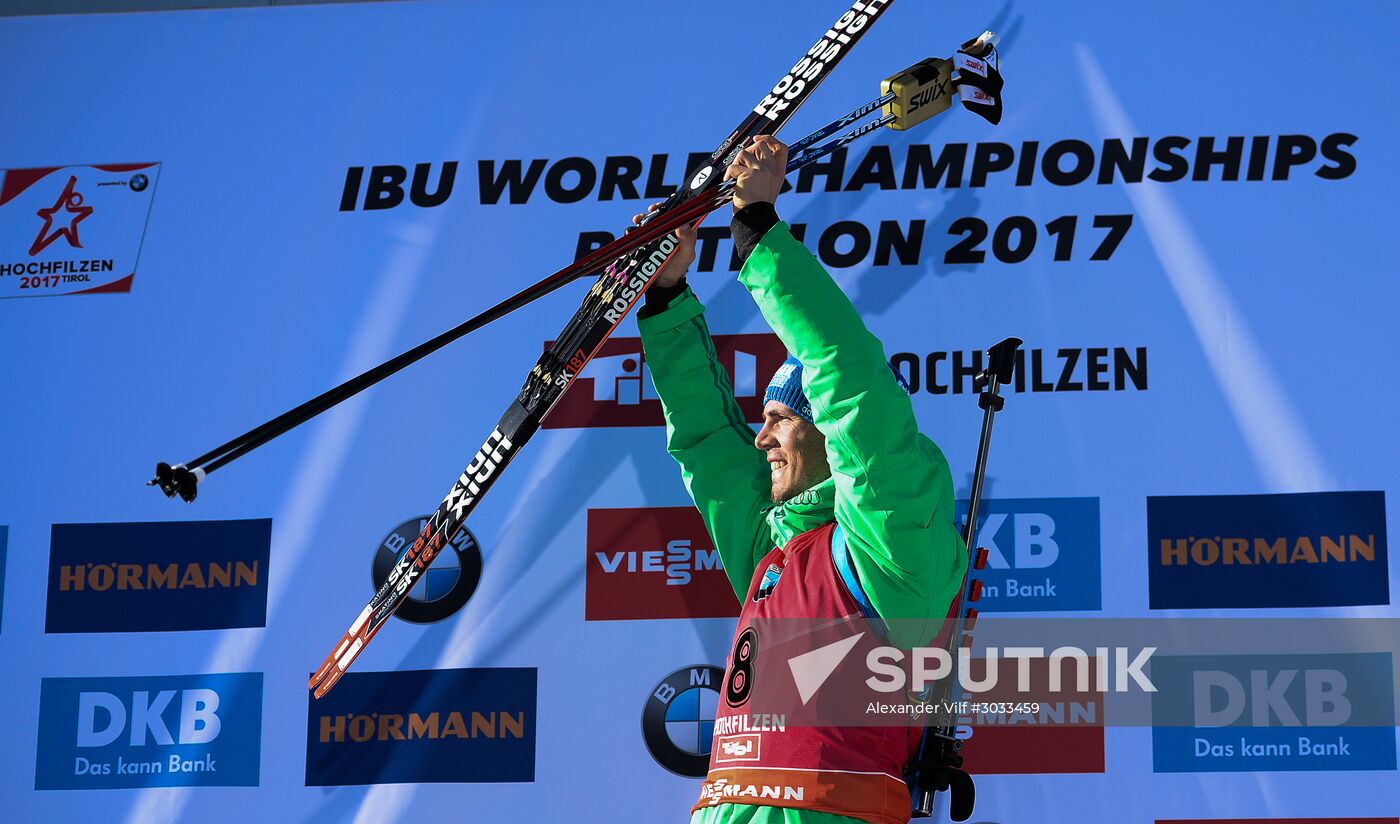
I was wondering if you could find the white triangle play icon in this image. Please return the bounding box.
[787,632,865,705]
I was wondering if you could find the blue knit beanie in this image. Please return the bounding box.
[764,354,911,423]
[764,355,813,422]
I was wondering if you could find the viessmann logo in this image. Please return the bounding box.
[586,507,737,620]
[45,519,272,634]
[543,333,788,429]
[0,163,160,298]
[1147,491,1389,609]
[305,667,536,785]
[35,672,263,789]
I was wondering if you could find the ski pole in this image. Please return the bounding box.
[305,0,906,697]
[908,336,1021,822]
[149,51,967,502]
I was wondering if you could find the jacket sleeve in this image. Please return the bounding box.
[737,219,966,648]
[638,286,774,601]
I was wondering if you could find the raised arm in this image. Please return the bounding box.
[727,138,966,646]
[637,221,774,601]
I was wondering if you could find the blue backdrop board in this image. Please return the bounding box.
[0,1,1396,822]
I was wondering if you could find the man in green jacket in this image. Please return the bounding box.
[638,136,966,824]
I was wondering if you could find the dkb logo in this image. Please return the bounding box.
[1150,653,1397,773]
[958,497,1101,612]
[35,673,263,789]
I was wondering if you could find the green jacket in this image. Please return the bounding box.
[638,218,966,824]
[639,218,965,646]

> TO DO: Return every entry unchanged and skip the pictures.

> TASK RESULT:
I was wondering if you could find the white triangle play icon in this image. Please return the bounding box.
[787,632,865,705]
I was wondering if you could find the blue knit beanie in this image. Please return the bounding box.
[764,354,911,423]
[764,355,813,422]
I was wondering if you could find the viessmann logo in this image. Please return the bounding box.
[586,507,737,620]
[45,519,272,634]
[543,333,788,429]
[0,163,160,298]
[1147,491,1389,609]
[305,667,536,785]
[35,672,263,789]
I was wondering if you could find the ski pole in this image. Please return the bounding box.
[305,0,906,697]
[908,336,1021,822]
[149,51,967,502]
I was wondering if you could find the jacket sleeve in this image. Please return the bounding box.
[737,219,966,648]
[638,286,774,601]
I was wondering if you could find the raised arm in this image. Please return the bounding box.
[727,138,966,646]
[637,221,774,601]
I was wondering if you could find the blue backdrop board in this image. Please return the bounding box.
[0,1,1396,822]
I was wondering if you could find the man in green jacket in this image. Please return the bounding box.
[638,136,966,824]
I was wondering if you could find the dkb logo in this image. Please return the bounding box.
[1150,653,1397,773]
[958,497,1101,612]
[35,673,263,789]
I was wondering if you could find the green jacket in this image. Please return the bounding box.
[638,218,966,824]
[639,218,965,646]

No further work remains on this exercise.